┌──

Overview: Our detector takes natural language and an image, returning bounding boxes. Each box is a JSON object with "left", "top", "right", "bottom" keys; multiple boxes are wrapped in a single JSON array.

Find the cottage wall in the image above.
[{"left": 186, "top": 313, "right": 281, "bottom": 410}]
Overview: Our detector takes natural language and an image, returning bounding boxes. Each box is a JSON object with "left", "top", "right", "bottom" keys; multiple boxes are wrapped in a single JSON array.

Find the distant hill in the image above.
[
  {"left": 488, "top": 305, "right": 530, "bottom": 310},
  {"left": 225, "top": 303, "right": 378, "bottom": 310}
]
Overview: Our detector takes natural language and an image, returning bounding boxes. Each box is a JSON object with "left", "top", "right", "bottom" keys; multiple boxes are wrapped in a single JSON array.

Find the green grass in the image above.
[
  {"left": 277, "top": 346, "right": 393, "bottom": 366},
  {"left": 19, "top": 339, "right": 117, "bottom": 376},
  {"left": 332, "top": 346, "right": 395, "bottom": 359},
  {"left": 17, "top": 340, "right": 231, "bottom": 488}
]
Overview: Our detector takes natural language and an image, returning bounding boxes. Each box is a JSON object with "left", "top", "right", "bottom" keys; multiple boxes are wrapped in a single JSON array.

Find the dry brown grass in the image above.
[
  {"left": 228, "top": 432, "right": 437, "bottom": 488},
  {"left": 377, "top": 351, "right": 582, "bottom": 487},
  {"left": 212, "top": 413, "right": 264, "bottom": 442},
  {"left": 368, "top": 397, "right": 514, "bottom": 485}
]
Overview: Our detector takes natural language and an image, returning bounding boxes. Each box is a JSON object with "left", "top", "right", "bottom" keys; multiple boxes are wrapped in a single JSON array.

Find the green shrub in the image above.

└──

EXERCISE INSTRUCTIONS » The reply must consist solely of the lines from the one containing "Find the distant hill in the image above." through the last line in the material above, reproduced exactly.

EXERCISE OUTPUT »
Find the distant hill in the image above.
[
  {"left": 488, "top": 305, "right": 530, "bottom": 310},
  {"left": 225, "top": 303, "right": 378, "bottom": 310}
]
Overview: Our detector takes natural language and an image, returning bounding boxes. Each box is a JSON object with "left", "top", "right", "bottom" keys; multiple boxes are wrapped in a single JSON array.

Find the green grass in the image above.
[
  {"left": 277, "top": 346, "right": 393, "bottom": 366},
  {"left": 19, "top": 339, "right": 117, "bottom": 376},
  {"left": 332, "top": 346, "right": 395, "bottom": 359},
  {"left": 17, "top": 340, "right": 231, "bottom": 488}
]
Overview: Our detector takes natural language and an image, returning bounding boxes. Each box is a JSON object with "left", "top", "right", "bottom" keys; multiple boxes are wrapped in a single JSON array.

Find the dry brown grass in the image above.
[
  {"left": 228, "top": 432, "right": 437, "bottom": 488},
  {"left": 377, "top": 351, "right": 582, "bottom": 487},
  {"left": 212, "top": 413, "right": 264, "bottom": 442},
  {"left": 368, "top": 397, "right": 514, "bottom": 485}
]
Overview: Our detector takes natural language and an image, returning bounding boxes. Each box is a JSON object with "left", "top", "right", "bottom" keys; multiple boxes are wrapped in a single JSON array.

Find the green shrub in the image above.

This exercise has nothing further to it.